* START *
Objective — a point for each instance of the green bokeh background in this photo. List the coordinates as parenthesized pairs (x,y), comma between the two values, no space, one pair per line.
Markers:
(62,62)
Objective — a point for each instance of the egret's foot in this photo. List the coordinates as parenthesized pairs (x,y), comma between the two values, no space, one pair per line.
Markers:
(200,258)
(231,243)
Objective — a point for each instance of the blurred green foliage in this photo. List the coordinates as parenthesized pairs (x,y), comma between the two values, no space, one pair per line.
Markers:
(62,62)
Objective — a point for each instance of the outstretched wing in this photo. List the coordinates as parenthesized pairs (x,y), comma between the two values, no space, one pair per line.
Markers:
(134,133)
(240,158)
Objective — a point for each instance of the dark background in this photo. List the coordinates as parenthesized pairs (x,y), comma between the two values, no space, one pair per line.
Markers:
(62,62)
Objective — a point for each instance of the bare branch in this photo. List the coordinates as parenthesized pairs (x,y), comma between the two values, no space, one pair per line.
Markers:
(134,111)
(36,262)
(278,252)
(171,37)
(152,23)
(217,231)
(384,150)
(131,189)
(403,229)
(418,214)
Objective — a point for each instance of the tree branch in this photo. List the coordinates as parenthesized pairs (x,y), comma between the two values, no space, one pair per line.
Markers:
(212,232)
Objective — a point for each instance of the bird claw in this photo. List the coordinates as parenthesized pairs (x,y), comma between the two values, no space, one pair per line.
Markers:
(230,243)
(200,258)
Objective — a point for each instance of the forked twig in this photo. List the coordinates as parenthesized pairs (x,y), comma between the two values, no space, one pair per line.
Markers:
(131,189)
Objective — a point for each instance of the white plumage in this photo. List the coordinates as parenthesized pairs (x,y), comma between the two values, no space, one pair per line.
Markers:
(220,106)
* END *
* START *
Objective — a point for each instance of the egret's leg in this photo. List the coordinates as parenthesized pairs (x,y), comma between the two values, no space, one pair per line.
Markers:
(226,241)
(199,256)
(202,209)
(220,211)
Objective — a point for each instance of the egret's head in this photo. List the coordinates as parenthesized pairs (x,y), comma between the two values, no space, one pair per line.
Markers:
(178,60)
* END *
**Goal**
From the data, pull out every line that contains the word "branch" and copy each one as it appears.

**Solved problem**
Objective — a point for each instance of the bare branch in this photo. List the coordinates as parenthesized pairs (x,y), comma between the two values, no space, one pair per line.
Objective — a point for each instance of the tree branch in this photo. List the coordinates as parenthesized pairs (x,y), comma between the two values, no space, one pair per line.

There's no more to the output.